WORK TO COMPLETE:
Write out all of the lines below, exactly and completely.

Stored data:
┏━━

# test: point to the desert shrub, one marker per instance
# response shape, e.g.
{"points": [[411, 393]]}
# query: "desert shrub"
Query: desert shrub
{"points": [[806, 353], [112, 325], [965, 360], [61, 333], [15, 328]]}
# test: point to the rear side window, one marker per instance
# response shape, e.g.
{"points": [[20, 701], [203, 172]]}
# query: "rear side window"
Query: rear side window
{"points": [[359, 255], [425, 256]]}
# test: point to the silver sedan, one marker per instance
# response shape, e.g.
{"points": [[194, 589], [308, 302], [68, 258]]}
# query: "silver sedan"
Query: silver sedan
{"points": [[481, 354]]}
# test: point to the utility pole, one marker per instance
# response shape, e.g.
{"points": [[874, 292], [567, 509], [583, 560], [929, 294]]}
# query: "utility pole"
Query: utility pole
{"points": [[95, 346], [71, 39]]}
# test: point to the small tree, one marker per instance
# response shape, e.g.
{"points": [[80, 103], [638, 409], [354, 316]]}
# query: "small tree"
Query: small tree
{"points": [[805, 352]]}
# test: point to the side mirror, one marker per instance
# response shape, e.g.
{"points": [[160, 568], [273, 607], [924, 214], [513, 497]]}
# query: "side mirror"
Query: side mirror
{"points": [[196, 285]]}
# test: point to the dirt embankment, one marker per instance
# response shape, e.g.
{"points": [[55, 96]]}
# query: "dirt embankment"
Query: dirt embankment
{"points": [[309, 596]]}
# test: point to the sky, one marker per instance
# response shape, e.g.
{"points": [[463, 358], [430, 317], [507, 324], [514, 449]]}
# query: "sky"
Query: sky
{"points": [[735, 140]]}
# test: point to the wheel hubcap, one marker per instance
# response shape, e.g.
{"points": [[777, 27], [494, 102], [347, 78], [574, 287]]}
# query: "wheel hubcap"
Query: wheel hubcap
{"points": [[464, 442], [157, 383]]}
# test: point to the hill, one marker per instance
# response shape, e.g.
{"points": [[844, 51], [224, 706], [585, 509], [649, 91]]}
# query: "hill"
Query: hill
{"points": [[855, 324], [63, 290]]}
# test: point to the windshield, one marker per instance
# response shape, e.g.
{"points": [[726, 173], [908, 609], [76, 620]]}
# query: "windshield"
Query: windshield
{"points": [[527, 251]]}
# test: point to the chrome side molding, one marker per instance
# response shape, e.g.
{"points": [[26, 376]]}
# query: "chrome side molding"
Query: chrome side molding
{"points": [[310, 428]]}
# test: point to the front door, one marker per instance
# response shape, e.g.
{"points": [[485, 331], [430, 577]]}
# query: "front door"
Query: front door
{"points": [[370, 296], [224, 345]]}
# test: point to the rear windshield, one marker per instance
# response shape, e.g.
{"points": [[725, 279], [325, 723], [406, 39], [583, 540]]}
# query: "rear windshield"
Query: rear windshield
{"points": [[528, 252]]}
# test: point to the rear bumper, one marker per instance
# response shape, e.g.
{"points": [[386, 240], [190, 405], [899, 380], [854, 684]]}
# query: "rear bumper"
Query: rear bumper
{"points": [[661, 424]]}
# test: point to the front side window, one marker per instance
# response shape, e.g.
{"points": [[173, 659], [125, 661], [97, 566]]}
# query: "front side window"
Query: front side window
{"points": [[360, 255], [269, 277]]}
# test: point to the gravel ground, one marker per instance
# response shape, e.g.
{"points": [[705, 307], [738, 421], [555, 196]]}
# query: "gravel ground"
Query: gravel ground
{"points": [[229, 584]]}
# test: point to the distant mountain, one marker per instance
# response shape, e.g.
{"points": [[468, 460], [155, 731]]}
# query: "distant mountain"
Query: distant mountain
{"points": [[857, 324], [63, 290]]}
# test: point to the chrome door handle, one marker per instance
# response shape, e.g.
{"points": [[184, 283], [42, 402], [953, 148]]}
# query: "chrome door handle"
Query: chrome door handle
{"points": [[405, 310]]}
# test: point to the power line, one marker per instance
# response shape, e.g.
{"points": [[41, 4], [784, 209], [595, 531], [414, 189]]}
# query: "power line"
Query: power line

┗━━

SOLUTION TO THIS EXERCISE:
# test: point to the desert shrub, one marker per instance
# response shape, e.g.
{"points": [[411, 393]]}
# query: "desert shrub"
Query: desert shrub
{"points": [[806, 353], [112, 325], [965, 360], [61, 333], [15, 328]]}
# test: point to the rear side window, one marker per instance
# response shape, e.g.
{"points": [[20, 701], [203, 172]]}
# query: "rear side window"
Query: rear side window
{"points": [[359, 255], [425, 256]]}
# test: point to the silver sedan, one marker per instance
# response shape, e.g.
{"points": [[194, 589], [308, 302], [68, 258]]}
# query: "silver sedan"
Query: silver sedan
{"points": [[481, 354]]}
# test: point to the utility pole, one marker per instance
# response shape, e.g.
{"points": [[874, 292], [567, 509], [583, 560], [929, 294]]}
# query: "utility pole"
Query: utility pole
{"points": [[95, 346], [71, 39]]}
# test: point to the small tree, one marker per instance
# response shape, e.g.
{"points": [[80, 103], [638, 409], [354, 316]]}
# query: "small tree"
Query: small tree
{"points": [[805, 352]]}
# test: point to the side mirror, one marker per instance
# response shape, e.g.
{"points": [[160, 568], [273, 607], [924, 214], [513, 497]]}
# query: "side mirror"
Query: side mirror
{"points": [[196, 285]]}
# test: point to the dirt embankment, one marker per instance
# response shape, e.g.
{"points": [[55, 96]]}
# query: "dirt embankment"
Query: dirt embankment
{"points": [[309, 596]]}
# test: point to the sky, one marker per instance
# response shape, e.g.
{"points": [[463, 358], [430, 317], [507, 324], [514, 449]]}
# query: "sky"
Query: sky
{"points": [[735, 140]]}
# test: point to the wheel hubcap, one marker per instance
# response shape, e.g.
{"points": [[777, 27], [494, 102], [347, 78], [574, 287]]}
# query: "wheel hubcap"
Query: wheel hubcap
{"points": [[464, 442], [157, 383]]}
# test: point to the hill, one marker per instance
# response shape, e.g.
{"points": [[844, 51], [224, 706], [585, 509], [649, 91]]}
# query: "hill"
Query: hill
{"points": [[855, 324], [63, 290]]}
# test: point to the windshield, one marker per instance
# response shape, e.g.
{"points": [[726, 173], [908, 609], [76, 620]]}
# query: "windshield"
Query: windshield
{"points": [[527, 251]]}
# test: point to the chrome side molding, one marker per instance
# response shape, e.g.
{"points": [[26, 376]]}
# query: "chrome side molding"
Query: chrome side molding
{"points": [[310, 428]]}
# test: point to the front door, one marker per instance
# response shape, e.g.
{"points": [[485, 331], [430, 577]]}
# query: "front door"
Query: front door
{"points": [[370, 296], [224, 345]]}
# test: point to the rear windshield, one marker per instance
# response shape, e.g.
{"points": [[725, 279], [325, 723], [406, 39], [583, 540]]}
# query: "rear windshield"
Query: rear windshield
{"points": [[528, 252]]}
# test: point to the rear bumper, one marker per instance
# response shape, e.g.
{"points": [[386, 240], [190, 405], [899, 380], [854, 684]]}
# query: "rear bumper"
Query: rear bumper
{"points": [[661, 424]]}
# test: point to the front side window, one marker per instance
# response shape, e.g.
{"points": [[173, 659], [125, 661], [97, 566]]}
# query: "front side window"
Query: front side window
{"points": [[360, 255], [269, 277]]}
# test: point to the gravel ground, one marker per instance
# response shape, e.g.
{"points": [[705, 307], [738, 421], [555, 196]]}
# query: "gravel ground"
Query: gravel ground
{"points": [[229, 584]]}
# test: point to the distant mountain, one marker per instance
# response shape, e.g.
{"points": [[468, 460], [155, 731]]}
# query: "distant mountain"
Query: distant mountain
{"points": [[857, 324], [63, 290]]}
# test: point to the chrome door handle, one marker per instance
# response shape, e.g.
{"points": [[184, 283], [42, 402], [953, 148]]}
# query: "chrome door handle"
Query: chrome door handle
{"points": [[405, 310]]}
# test: point to the power line, one marker per instance
# response shape, e.g.
{"points": [[41, 4], [784, 209], [595, 531], [414, 189]]}
# query: "power line"
Query: power line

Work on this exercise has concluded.